Yaşam Büfesinde “Ayak İzleri”

“…Bugün hava mevsim normallerinin çok altında soğuk, bu nedenle Çeşme’de odun sobasının etrafa yaydığı sıcaklık bana pek keyifli geliyor. Onbir yaşındaki oğlum deniz kenarından topladığımız odunlardan bir kucak dolusu daha getiriyor… Kömür Tevzi Kurumu’nun teşvikleriyle başlattığı değişim süreci Japon gaz sobasına ve daha sonra Mavişehir’de doğal gazın konforuna dönüşüyor.Yine de çıtırdayan alevleri, tavana yansıyan ışık oyunlarını, odun kokusunu ve çocukluğumu özlüyorum (*)…”

════

## [Verilen istek A]
Kaynak metne göre anlatıcının oğlu kaç yaşındadır?
## [Verilen istek B]
Kaynak metinde "Bugün hava mevsim normallerinin" sözleriyle başlayan paragrafı, ana bilgilerini koruyarak daha kısa biçimde yeniden yazın.
Buradaki öğeler kaynak metinden ayrı bir malzemedir.

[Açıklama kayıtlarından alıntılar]
════

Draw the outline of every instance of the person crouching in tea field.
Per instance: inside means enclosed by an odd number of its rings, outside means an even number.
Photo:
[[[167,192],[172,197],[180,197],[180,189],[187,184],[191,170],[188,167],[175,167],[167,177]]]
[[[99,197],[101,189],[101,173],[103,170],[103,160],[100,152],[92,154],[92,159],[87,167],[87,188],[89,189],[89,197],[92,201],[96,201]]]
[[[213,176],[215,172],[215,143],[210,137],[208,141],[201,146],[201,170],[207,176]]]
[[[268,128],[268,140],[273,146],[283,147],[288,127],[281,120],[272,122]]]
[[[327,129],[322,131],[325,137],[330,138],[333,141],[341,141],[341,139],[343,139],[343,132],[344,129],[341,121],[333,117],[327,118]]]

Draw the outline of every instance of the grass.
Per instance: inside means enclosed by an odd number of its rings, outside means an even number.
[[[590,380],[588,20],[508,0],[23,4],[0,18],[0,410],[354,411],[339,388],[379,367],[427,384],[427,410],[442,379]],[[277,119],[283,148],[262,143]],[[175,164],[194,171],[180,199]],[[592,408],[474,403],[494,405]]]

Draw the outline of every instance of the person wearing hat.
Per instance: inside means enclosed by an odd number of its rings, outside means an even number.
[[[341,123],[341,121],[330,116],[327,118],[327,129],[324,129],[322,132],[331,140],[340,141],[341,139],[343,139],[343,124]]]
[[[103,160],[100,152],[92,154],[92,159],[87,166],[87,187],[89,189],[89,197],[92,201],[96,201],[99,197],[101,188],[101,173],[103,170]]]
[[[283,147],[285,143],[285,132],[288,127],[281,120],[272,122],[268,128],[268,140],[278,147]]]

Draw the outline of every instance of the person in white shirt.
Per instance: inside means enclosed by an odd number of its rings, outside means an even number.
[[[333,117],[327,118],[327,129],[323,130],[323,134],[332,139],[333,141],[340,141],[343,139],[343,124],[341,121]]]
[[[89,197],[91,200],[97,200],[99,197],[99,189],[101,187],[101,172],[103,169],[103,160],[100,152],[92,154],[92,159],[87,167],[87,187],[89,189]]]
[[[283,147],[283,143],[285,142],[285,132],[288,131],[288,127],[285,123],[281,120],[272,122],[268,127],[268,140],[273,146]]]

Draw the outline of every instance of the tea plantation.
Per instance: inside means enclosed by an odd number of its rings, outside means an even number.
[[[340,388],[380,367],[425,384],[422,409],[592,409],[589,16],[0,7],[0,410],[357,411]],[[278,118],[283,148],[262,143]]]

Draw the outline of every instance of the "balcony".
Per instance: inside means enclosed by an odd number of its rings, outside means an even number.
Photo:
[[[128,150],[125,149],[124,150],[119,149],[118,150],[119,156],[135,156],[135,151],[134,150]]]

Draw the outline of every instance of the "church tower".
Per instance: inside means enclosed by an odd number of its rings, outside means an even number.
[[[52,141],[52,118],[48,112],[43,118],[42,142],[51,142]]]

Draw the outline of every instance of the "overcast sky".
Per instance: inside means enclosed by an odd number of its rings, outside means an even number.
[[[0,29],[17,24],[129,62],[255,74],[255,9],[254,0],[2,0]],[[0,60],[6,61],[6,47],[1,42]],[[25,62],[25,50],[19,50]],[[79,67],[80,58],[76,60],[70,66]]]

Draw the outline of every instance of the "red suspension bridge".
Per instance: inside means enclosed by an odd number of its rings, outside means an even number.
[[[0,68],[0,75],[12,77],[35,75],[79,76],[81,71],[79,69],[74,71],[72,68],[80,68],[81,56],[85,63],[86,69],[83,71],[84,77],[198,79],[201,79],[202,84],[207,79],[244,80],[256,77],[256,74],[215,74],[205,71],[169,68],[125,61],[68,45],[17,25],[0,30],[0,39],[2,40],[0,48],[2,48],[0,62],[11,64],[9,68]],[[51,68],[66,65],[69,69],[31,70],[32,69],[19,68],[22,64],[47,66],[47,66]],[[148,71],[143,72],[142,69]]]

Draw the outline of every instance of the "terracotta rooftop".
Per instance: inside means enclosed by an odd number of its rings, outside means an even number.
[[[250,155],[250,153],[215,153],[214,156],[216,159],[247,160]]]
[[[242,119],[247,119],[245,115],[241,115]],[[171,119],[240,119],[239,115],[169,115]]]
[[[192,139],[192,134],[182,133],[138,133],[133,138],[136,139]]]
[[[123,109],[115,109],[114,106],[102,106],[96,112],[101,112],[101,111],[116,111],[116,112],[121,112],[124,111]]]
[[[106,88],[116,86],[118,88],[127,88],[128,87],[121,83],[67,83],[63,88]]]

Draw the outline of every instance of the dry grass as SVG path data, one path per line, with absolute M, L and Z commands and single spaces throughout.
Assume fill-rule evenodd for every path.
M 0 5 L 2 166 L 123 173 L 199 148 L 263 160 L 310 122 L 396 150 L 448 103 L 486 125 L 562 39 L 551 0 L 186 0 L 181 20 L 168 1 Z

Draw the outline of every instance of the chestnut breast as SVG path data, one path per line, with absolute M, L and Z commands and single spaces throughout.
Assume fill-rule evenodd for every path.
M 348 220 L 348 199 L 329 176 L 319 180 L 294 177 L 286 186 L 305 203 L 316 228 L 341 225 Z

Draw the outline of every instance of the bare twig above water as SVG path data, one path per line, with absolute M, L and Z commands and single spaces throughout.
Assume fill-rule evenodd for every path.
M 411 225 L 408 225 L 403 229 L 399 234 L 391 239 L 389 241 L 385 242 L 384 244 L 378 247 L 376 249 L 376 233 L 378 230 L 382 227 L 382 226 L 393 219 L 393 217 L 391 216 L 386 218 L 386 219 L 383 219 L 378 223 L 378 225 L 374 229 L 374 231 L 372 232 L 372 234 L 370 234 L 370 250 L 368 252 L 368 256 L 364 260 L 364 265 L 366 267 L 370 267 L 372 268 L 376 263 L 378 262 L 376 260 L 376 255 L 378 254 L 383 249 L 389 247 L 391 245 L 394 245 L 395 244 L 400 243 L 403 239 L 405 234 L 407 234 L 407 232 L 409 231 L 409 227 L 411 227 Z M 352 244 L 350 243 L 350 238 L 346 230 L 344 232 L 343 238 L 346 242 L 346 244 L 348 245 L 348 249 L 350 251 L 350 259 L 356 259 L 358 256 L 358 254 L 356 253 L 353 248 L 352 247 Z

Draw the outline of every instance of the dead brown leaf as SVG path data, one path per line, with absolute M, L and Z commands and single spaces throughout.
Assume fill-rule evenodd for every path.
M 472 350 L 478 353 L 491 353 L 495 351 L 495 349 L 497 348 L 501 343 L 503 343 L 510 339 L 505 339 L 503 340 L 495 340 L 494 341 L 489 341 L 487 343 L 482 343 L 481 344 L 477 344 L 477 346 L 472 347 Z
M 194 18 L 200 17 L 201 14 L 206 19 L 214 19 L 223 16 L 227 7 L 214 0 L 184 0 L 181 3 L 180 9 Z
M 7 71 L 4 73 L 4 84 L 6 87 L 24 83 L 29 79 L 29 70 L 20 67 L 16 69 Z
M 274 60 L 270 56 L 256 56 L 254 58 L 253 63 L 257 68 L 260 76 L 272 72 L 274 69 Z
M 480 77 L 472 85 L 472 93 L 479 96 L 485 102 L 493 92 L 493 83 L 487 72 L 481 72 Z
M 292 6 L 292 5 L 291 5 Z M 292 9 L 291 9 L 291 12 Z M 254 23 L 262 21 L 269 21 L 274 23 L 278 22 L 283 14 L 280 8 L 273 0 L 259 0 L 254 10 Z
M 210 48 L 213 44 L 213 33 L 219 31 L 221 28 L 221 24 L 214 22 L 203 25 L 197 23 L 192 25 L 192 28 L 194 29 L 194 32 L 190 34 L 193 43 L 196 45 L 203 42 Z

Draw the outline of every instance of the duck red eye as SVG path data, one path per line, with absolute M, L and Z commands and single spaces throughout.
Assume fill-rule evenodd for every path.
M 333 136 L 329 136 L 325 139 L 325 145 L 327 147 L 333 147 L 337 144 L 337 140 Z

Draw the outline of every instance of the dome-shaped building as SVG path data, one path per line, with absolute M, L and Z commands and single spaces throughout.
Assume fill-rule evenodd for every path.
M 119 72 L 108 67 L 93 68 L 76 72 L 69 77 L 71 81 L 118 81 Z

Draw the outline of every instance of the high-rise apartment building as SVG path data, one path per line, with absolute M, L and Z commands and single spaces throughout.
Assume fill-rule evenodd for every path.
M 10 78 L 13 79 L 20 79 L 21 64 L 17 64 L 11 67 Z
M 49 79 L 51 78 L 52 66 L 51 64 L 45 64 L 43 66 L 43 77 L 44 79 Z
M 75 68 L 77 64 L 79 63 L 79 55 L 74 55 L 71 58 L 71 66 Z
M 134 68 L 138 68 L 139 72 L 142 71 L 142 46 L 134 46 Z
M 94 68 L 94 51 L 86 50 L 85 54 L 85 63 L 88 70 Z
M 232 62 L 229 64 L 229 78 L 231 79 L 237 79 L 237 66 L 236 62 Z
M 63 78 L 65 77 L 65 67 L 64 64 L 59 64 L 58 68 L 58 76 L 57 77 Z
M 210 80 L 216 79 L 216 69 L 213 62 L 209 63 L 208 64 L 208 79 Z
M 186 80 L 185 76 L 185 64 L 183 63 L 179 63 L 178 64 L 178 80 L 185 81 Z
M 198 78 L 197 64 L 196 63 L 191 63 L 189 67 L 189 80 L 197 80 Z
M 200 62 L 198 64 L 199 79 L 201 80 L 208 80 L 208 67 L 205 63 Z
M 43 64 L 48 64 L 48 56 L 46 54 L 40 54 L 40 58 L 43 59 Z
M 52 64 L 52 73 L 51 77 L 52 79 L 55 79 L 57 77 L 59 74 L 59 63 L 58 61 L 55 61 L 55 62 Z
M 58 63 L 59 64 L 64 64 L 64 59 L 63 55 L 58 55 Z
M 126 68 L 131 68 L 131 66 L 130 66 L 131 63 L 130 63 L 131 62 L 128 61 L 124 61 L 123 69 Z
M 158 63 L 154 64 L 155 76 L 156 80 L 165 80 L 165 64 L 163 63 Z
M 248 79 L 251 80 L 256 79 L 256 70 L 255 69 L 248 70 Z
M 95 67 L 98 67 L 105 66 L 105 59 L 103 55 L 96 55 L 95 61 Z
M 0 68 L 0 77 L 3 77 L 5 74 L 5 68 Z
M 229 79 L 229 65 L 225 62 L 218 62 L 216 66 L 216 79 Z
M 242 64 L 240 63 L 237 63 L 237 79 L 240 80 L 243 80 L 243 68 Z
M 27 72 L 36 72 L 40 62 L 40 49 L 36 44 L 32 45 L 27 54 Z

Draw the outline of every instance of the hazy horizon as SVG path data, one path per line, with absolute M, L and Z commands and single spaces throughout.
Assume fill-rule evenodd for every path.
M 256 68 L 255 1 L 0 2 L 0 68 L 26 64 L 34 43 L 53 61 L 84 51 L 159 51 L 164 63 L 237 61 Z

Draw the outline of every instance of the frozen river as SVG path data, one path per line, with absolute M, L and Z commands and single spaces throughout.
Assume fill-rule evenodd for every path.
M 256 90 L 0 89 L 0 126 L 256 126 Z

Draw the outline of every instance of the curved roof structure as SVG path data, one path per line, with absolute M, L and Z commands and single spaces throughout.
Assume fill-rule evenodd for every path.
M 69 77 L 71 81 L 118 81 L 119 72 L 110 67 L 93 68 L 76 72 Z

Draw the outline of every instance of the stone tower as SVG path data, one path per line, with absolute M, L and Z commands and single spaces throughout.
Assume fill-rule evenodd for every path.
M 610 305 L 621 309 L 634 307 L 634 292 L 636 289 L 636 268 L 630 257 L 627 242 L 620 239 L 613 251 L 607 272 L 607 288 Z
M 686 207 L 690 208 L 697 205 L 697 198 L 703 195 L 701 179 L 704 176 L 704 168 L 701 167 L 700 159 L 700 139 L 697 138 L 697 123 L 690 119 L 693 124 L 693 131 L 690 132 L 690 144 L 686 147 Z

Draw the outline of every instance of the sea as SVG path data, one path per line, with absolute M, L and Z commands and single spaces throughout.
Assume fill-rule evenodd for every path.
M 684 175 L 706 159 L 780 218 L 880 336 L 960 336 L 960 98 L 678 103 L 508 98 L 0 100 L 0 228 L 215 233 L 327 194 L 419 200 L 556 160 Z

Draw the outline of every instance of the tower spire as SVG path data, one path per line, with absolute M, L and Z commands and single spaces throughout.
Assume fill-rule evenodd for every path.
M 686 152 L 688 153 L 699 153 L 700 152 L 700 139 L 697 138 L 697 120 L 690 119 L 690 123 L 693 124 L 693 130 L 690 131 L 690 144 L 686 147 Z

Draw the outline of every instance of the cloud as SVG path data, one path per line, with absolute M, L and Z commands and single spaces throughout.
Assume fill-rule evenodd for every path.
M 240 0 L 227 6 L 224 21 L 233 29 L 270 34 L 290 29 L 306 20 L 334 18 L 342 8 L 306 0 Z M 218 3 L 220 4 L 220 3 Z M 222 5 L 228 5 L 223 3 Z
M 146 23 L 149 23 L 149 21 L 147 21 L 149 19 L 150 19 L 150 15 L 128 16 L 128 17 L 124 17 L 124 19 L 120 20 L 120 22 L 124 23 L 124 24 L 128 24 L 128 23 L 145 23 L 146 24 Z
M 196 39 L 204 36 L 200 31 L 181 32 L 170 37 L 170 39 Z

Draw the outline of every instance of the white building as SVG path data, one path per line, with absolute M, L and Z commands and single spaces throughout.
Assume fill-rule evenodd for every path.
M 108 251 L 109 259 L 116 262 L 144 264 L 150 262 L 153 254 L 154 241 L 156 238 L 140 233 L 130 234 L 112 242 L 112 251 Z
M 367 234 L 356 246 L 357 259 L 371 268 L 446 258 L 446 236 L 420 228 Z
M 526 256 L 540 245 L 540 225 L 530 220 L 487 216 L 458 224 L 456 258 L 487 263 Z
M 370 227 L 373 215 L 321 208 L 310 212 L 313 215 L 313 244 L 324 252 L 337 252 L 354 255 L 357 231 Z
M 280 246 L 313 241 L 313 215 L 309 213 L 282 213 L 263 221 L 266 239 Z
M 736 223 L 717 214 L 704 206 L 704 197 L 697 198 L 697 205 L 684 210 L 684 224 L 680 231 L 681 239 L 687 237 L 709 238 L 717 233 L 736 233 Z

════

## [Beklenen çıktı A]
On bir yaşındadır.

## [Beklenen çıktı B]
Hava mevsim normallerinin çok altında soğuk olduğundan anlatıcı, Çeşme'de odun sobasının sıcaklığından keyif alıyor. On bir yaşındaki oğlu da deniz kenarından toplanan odunlardan bir kucak daha getiriyor. Kömür Tevzi Kurumu'nun teşvikleriyle başlayan değişim önce Japon gaz sobasına, sonra Mavişehir'de doğal gaza dönüşüyor. Yine de anlatıcı çıtırdayan alevleri, tavana yansıyan ışık oyunlarını, odun kokusunu ve çocukluğunu özlüyor.